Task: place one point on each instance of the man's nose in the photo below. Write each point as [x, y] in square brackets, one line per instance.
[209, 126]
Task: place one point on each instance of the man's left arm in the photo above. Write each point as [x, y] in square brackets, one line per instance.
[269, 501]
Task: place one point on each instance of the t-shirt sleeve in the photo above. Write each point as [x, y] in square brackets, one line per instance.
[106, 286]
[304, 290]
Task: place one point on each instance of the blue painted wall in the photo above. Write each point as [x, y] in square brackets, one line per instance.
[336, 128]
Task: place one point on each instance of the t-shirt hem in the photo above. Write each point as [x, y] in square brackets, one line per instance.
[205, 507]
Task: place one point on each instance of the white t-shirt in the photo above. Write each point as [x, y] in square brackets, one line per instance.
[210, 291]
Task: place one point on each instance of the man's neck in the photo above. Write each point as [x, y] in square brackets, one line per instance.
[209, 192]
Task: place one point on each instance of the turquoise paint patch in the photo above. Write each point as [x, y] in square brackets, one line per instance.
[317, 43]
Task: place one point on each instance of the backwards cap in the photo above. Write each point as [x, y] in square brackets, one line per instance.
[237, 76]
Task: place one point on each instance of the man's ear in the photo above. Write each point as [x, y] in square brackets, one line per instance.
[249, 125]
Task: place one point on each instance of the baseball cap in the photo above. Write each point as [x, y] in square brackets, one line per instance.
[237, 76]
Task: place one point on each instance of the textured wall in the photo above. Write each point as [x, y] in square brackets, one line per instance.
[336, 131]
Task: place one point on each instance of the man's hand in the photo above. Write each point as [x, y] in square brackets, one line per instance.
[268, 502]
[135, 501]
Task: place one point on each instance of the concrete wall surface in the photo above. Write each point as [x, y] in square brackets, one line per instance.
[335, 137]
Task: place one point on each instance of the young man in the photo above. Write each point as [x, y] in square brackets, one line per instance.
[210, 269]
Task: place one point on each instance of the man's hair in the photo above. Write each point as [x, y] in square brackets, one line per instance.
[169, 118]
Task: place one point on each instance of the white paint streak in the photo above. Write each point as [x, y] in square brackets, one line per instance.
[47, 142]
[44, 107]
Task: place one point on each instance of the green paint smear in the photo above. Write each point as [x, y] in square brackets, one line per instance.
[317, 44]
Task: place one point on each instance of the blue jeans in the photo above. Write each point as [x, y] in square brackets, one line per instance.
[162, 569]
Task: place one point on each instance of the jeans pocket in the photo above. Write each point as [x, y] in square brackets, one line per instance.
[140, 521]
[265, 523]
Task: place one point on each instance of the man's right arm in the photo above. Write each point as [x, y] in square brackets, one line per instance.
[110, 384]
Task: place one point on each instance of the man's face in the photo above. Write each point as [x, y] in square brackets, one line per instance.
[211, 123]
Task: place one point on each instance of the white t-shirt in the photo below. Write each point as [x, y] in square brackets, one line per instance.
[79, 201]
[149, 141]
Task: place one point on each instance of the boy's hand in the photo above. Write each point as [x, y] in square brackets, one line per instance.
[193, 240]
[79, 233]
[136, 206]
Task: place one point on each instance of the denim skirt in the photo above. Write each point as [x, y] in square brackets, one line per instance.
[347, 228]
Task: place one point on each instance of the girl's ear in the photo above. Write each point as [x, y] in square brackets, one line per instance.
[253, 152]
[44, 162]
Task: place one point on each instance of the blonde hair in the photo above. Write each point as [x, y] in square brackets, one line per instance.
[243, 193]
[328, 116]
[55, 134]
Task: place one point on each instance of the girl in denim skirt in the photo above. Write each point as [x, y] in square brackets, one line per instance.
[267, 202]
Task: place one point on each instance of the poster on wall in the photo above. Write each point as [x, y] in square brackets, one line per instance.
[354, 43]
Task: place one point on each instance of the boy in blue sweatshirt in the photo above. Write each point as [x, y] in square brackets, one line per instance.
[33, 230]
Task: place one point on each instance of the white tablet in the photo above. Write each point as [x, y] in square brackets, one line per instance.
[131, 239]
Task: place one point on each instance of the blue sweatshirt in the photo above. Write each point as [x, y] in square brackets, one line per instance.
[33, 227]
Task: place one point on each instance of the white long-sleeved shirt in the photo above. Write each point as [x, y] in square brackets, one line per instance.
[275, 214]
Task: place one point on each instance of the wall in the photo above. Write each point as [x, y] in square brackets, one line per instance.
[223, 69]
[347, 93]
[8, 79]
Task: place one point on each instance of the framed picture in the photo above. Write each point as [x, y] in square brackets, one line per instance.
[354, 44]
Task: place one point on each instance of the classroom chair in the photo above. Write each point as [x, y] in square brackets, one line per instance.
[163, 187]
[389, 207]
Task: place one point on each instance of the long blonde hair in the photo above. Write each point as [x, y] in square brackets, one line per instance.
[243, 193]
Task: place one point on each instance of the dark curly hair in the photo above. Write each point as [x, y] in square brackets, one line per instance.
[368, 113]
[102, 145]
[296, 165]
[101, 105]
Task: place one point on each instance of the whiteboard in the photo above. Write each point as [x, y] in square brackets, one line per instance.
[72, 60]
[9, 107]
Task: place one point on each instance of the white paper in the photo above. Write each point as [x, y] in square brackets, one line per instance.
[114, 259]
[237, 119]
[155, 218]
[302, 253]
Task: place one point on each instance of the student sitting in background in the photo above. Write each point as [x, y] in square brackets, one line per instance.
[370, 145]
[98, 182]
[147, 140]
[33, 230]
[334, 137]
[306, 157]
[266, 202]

***

Task goal: Copy out every one of the records above word for word, with no changes.

Answer to the task:
Task: place one point on each instance of the man's nose in the photo below. Write each point as [x, y] in square brackets, one line per instance.
[209, 126]
Task: place one point on each instance of the man's left arm in the photo above. Write each point as [x, y] in square brackets, one line per instance.
[269, 501]
Task: place one point on each instance of the t-shirt sleeve in the photo above. Write each point as [x, y] in square brackets, one line per instance.
[106, 286]
[304, 290]
Task: place one point on each instance of the blue painted wall in the photo above. Write each point as [x, y] in square brackets, one line per instance.
[336, 128]
Task: place one point on each instance of the t-shirt hem in the photo above. Write each point as [x, y] in square brackets, one line per instance.
[205, 507]
Task: place one point on each instance of the white t-shirt in the photo above. Write each point as [x, y] in square brackets, one line per instance.
[210, 291]
Task: place one point on each instance of the man's neck in the photo above. Write each point as [x, y] in square brackets, one line per instance.
[209, 192]
Task: place one point on each instance of the turquoise paint patch in the photo above. Write each point as [x, y] in square brackets, one line per instance.
[317, 43]
Task: place one point on each instance of the backwards cap in the photo above. Write each point as [x, y] in square brackets, one line per instance.
[237, 76]
Task: place one point on each instance of the man's ear in the photo above. Write each point as [x, y] in square brackets, one line per instance.
[249, 125]
Task: place one point on each instance of the baseball cap in the photo above. Write each point as [x, y] in square brackets, one line per instance.
[237, 76]
Task: place one point on each instance of the textured wall in the photo above. Write each point as [x, y] in square brackets, one line per instance.
[336, 131]
Task: place one point on each instance of the man's hand in the photo above. Write each point as [x, y] in square brackets, one line per instance.
[268, 502]
[135, 501]
Task: place one point on each instance of the concrete wall surface in the photo above. Write each point as [x, y] in square brackets, one line per instance.
[335, 137]
Task: place one point on each instance of the young man in the photo above. Write each point as [x, y] in square brackets, one line per instance.
[210, 269]
Task: place one point on each instance of the man's hair in the photo above. Write each point as [x, y] in square brackets, one line per instance.
[169, 118]
Task: place one point on each instance of the white paint streak in the photo above. Write each point as [x, y] in square brackets, one line per instance.
[47, 142]
[44, 107]
Task: place one point on each instance of the green paint smear in the photo above. Write each point as [x, y] in square brackets, one line per instance.
[317, 44]
Task: place one point on each instance of the blue jeans in the photo above. Write each point as [x, y] in square brackets, one line per instance.
[162, 569]
Task: place one point on each instance of the jeans pocket in the photo above. Write each point as [x, y] in square brackets, one line per instance.
[140, 521]
[265, 523]
Task: place one point on each instance of the man's right arm in the photo above. Write each point as [x, y] in square brackets, one line per instance.
[110, 384]
Task: place one point on each instance of the man's face in the photo above. Write each point as [x, y] in square brackets, one line per instance.
[211, 123]
Task: place one point on each instance of the white t-shirt in the photo below. Write each point as [x, y] in square brackets, one line per instance.
[79, 201]
[149, 141]
Task: place one point on each instance of the boy's hand in the photo above. Write each point as [x, y] in square brackets, one line per instance.
[193, 240]
[79, 233]
[136, 206]
Task: place one point on each instance of the denim skirt in the photo above. Write each point as [x, y] in square brackets, one line per instance.
[347, 228]
Task: place one point on each instance of the girl's ear in the photo above. Write each point as [x, y] in square brackets, one line per instance.
[253, 152]
[44, 162]
Task: place one point on each instance of the blonde hair in the photo above. Write each point as [x, y] in square brackets, one line per instance.
[243, 193]
[328, 116]
[55, 134]
Task: place one point on each instance of the girl in denim skirt in the photo above. Write each point as [x, y] in square brackets, one line per instance.
[267, 202]
Task: place one point on each instance of the poster on wall in the photo above. Write each point as [x, y] in square brackets, one line per instance.
[354, 43]
Task: place one point on each instance of the boy in blue sweatshirt in the photo above. Write each point as [x, y] in square brackets, one line per instance.
[33, 230]
Task: place one point on each instance of the white tablet in the photo above. Write each point as [x, y] in square brackets, one line per instance.
[131, 239]
Task: place one point on each instance of the blue sweatshirt in the photo above. Write each point as [x, y] in square brackets, one line per instance.
[33, 227]
Task: place one point on each instance of the white long-sleeved shirt in the photo above. Write each point as [x, y] in square brackets, one line per instance.
[275, 214]
Task: place one point on each instance of the wall in the photo above. Write each point as [x, y] in square brackets, one line per instance.
[223, 69]
[347, 93]
[8, 79]
Task: place one point on each instance of the framed picture in the photo above. Write each point as [x, y] in square brackets, one line per instance.
[354, 44]
Task: place one point on each instance of the classroom chair in the photo above. Write each point as [x, y] in square brackets, one line per instance.
[163, 187]
[389, 207]
Task: place one point on each instance of the long blonde hair in the photo above. Write each point as [x, y] in square brackets, one line per instance.
[243, 193]
Task: place one point on each instance of the dark curly hair in the photo above. Write each point as [x, y] in square brackets, one line per instance.
[368, 113]
[102, 145]
[296, 165]
[101, 105]
Task: place one point on each instance of the whiteboard in the photo above. Write each point as [x, y] in square brackets, one line per instance.
[72, 60]
[9, 107]
Task: place one point on each instance of the white paper in the photo above. Write each point as [x, y] in square brackets, one line per instance.
[114, 259]
[237, 119]
[155, 218]
[302, 253]
Task: place one point on each instance of the student sitting in background in the photo above. Write each point as [x, y] in square brackets, one line per instance.
[370, 145]
[98, 182]
[147, 140]
[33, 230]
[334, 137]
[306, 157]
[266, 202]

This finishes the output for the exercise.